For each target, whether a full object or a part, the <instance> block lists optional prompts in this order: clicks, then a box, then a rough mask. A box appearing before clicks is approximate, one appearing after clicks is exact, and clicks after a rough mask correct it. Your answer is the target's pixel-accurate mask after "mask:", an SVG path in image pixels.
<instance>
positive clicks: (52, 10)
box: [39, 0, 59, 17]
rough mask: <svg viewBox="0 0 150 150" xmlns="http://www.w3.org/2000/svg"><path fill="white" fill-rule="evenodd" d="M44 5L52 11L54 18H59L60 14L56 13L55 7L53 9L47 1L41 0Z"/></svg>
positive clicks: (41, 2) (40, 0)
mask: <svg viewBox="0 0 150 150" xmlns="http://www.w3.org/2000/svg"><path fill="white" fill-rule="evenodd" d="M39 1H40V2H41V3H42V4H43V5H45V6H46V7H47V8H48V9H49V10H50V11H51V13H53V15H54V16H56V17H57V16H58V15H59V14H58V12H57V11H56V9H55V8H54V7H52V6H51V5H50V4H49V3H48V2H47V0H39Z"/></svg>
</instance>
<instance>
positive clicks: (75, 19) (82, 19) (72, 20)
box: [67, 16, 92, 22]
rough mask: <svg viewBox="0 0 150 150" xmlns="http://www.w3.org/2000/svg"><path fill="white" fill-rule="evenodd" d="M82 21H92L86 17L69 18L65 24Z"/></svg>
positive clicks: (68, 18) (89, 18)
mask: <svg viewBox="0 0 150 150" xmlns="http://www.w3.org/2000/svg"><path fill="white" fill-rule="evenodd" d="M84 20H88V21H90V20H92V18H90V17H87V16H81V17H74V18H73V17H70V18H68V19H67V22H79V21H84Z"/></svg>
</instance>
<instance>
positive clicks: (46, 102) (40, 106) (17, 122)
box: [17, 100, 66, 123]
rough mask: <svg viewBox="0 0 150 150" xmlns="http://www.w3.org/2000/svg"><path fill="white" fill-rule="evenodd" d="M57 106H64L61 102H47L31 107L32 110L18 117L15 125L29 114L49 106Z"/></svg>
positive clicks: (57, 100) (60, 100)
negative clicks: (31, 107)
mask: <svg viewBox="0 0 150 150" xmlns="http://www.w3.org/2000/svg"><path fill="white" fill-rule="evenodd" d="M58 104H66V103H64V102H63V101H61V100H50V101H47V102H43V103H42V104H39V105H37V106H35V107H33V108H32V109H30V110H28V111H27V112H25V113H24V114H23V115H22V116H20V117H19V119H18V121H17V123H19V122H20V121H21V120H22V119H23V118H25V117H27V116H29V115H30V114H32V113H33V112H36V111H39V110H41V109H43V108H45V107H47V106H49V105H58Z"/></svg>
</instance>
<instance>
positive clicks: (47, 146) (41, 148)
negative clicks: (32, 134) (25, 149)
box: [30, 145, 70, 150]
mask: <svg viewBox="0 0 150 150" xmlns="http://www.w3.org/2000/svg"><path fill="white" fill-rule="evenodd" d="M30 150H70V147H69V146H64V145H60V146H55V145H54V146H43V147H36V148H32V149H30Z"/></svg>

Work order: Retype the material above without any changes, starting at the line that contains "106H64L61 102H47L31 107L32" and ending at the line that contains "positive clicks: (57, 100) (60, 100)", including both of those lines.

Response below:
rough mask: <svg viewBox="0 0 150 150" xmlns="http://www.w3.org/2000/svg"><path fill="white" fill-rule="evenodd" d="M57 106H64L61 102H47L31 107L32 110L18 117L15 125L29 114L49 106Z"/></svg>
positive clicks: (57, 100) (60, 100)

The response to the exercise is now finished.